**TEXT SECTION**
Interest expense decreased $.2 million, or 2.3%, in the third quarter 1998
compared to the same period for 1997. Interest expense decreased $.5 million to
$21.5 million for the nine months ended September 30, 1998 from $22.0 million
for the prior year period. The decrease reflects a lower average outstanding
balance on the short-term notes payable to Banque Paribas for the nine months
ended September 30, 1998 than the prior year period.
Net Income
Mobile Energy's net income for the third quarter of 1998 was $2.6 million,
representing a decrease of $0.2 million, or 7.6%, compared to the third quarter
of 1997, which was mainly due to increased Operations and Maintenance Costs. For
the nine month period ended September 30, 1998, Mobile Energy's net income was
$7.3 million, representing an increase of $0.2 million, or 2.3%, from the same
period in 1997. Similarly, Holding's net income for the third quarter of 1998,
decreased $0.1 million, or 8.1%, compared to the third quarter of 1997.
Holding's net income for the nine month period ended September 30, 1998 was $4.5
million representing a $0.1 million, or 2.3%, increase from the same period in
1997. Income taxes were provided based on a combined 38.25% state and federal
rate applied to pretax income of $2.6 million for the third quarter of 1998,
$2.8 million for the third quarter of 1997, $7.3 million for the nine month
period ended September 30, 1998, and $7.1 million for the nine month period
ended September 30, 1997.
The Energy Complex is designed to operate efficiently in conjunction with
the Mills. There can be no assurance that the closure of the Pulp Mill and
termination of the Pulp Mill ESA will not cause an increase in Mobile Energy's
cost structure that will have a material adverse effect on Mobile Energy's
results of operations. See "- Announced Closure of the Pulp Mill."
Liquidity and Capital Resources
As of September 30, 1998, Holdings had $8.8 million in cash and cash
equivalents and total debt of $297.9 million. This level of liquidity (as
applied to Mobile Energy) will be affected by Mobile Energy's operating
performance, capital expenditures and dividend policies. On May 5, 1998, Mobile
Energy received notice of the closure of the Pulp Mill and termination of the
Pulp Mill ESA effective September 1, 1999. Based on such termination date, the
24
<PAGE>
Master Operating Agreement and the Pulp Mill ESA provide that Demand Charges by
the Pulp Mill Owner pursuant to the Pulp Mill ESA will continue until March 1,
2000. Because the Pulp Mill ESA provides substantial revenues and cash flows to
Mobile Energy, unless an alternative source of revenues or cash flows is
obtained, closure of the Pulp Mill and termination of the Pulp Mill ESA will
have a material adverse effect on the liquidity of Holdings and Mobile Energy.
See " - Announced Closure of the Pulp Mill."
Mobile Energy's working capital needs generally relate to Operations and
Maintenance Costs and debt service. In accordance with the Intercreditor
Agreement, Mobile Energy will reserve funds for certain operation and
maintenance activities in a separate account (the "Maintenance Reserve Account")
before such operation and maintenance activities are performed for Mobile
Energy.

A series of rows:
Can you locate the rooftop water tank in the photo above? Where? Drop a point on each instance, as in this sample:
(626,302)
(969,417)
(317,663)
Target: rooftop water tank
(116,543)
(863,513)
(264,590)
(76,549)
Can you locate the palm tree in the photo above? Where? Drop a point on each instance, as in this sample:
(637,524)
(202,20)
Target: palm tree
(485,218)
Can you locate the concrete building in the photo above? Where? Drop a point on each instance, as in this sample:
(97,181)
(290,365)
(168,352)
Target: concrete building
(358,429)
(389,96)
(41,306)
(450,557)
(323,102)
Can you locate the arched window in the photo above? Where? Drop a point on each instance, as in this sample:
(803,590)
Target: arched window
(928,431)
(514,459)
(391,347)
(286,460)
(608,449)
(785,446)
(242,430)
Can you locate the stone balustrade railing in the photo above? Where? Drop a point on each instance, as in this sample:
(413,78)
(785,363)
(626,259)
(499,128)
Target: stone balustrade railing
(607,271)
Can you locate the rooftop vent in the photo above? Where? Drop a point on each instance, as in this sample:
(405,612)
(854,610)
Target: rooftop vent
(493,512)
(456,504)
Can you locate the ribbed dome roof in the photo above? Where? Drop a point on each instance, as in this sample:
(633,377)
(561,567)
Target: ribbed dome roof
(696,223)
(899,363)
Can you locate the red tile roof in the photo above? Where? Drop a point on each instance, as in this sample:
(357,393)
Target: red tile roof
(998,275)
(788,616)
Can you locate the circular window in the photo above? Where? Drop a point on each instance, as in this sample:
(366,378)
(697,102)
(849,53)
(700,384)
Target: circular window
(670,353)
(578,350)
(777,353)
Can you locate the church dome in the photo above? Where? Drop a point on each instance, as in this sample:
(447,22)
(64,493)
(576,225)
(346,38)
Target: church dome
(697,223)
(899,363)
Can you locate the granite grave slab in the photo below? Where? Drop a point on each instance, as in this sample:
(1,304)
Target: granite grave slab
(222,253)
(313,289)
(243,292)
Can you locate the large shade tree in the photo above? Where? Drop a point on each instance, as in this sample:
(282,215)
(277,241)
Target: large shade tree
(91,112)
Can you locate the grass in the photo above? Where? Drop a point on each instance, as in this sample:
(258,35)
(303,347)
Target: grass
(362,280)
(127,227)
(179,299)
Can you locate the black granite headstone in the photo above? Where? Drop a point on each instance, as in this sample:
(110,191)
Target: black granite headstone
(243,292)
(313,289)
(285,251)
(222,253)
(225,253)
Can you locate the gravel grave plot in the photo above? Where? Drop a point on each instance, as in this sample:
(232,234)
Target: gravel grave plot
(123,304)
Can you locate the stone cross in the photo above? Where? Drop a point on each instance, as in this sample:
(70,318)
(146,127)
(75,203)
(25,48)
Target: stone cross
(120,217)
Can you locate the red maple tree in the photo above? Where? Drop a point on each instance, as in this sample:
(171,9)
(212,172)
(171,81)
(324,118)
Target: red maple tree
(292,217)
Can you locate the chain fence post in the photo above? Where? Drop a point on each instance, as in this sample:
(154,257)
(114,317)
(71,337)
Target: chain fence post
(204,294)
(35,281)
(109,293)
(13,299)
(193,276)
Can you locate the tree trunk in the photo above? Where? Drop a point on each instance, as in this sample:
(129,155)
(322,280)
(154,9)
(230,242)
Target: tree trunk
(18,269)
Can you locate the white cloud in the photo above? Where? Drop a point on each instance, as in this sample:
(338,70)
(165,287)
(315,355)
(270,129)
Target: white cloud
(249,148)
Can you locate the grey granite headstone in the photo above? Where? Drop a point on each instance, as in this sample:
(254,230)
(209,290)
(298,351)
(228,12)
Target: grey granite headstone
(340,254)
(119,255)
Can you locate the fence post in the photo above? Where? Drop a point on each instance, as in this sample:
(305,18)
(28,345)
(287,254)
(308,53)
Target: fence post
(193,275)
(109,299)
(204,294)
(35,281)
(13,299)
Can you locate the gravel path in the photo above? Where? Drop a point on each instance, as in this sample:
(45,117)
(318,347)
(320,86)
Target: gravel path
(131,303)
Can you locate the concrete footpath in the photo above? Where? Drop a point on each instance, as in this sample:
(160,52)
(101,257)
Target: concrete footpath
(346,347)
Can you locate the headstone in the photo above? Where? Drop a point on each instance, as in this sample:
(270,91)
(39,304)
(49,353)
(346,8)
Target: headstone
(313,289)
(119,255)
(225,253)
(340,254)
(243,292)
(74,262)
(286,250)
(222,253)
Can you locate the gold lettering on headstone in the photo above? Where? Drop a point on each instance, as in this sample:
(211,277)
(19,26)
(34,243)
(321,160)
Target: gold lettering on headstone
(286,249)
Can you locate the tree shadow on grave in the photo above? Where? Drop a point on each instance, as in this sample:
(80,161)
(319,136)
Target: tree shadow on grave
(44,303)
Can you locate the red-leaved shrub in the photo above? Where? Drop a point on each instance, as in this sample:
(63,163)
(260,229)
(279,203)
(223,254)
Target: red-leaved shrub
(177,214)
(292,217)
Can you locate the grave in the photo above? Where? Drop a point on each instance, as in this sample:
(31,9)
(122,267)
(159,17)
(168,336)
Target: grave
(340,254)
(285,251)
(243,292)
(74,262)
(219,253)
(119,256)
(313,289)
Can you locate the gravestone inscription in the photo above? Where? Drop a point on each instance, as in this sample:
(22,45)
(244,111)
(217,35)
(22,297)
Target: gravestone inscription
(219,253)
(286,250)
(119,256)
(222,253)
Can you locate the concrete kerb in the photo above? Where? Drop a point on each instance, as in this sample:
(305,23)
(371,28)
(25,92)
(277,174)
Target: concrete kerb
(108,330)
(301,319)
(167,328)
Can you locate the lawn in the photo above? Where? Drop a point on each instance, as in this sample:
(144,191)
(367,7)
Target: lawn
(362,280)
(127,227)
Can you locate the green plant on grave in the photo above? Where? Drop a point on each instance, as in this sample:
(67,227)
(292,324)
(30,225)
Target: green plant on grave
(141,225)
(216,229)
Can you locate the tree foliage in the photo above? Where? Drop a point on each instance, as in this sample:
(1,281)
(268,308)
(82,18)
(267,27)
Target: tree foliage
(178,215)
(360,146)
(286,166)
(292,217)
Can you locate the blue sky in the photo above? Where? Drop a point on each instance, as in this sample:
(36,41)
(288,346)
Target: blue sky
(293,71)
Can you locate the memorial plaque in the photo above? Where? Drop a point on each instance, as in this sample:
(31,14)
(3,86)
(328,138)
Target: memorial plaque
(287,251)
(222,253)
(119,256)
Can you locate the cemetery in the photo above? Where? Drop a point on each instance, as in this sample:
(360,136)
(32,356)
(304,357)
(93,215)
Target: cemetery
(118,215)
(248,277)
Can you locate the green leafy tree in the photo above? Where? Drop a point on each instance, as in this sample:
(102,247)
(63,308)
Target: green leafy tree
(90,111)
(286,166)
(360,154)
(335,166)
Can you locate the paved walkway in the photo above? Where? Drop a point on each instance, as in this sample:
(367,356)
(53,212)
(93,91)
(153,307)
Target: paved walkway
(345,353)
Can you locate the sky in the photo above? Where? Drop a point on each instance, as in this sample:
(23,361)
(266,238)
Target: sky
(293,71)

**DIRECTIONS FOR THIS TASK**
Continue the text on Mobile Energy's quarterly results and liquidity, picking up after its final sentence.

**THE ANSWER**
During the nine month period ended September 30, 1998, actual Operations
and Maintenance Costs aggregated $19.8 million compared to $19.3 million for the
nine months ended September 30, 1997.
Mobile Energy's projected accrued obligations for required payments of
principal and interest on long-term debt for calendar year 1998 were $34.5
million. Payments of principal and interest on long-term debt for the nine month
periods ended September 30 were $34.6 million, and $34.7 million for 1998 and
1997, respectively.
Mobile Energy's principal sources of working capital are cash flow from
operations, borrowings under a revolving credit facility providing working
capital loans to Mobile Energy (which is limited to $15.0 million), balances in
the Maintenance Reserve Account and drawings under a Southern guaranty in
respect of the Maintenance Reserve Account and/or under any revolving credit
facility maintained by Southern to provide liquidity with respect to such
Southern guaranty. Since December 31, 1995, Mobile Energy has drawn an aggregate
of $8.5 million under such a revolving credit facility maintained by Southern
with Banque Paribas. As of September 30, 1998, $7.0 million of this amount had
been repaid by Southern.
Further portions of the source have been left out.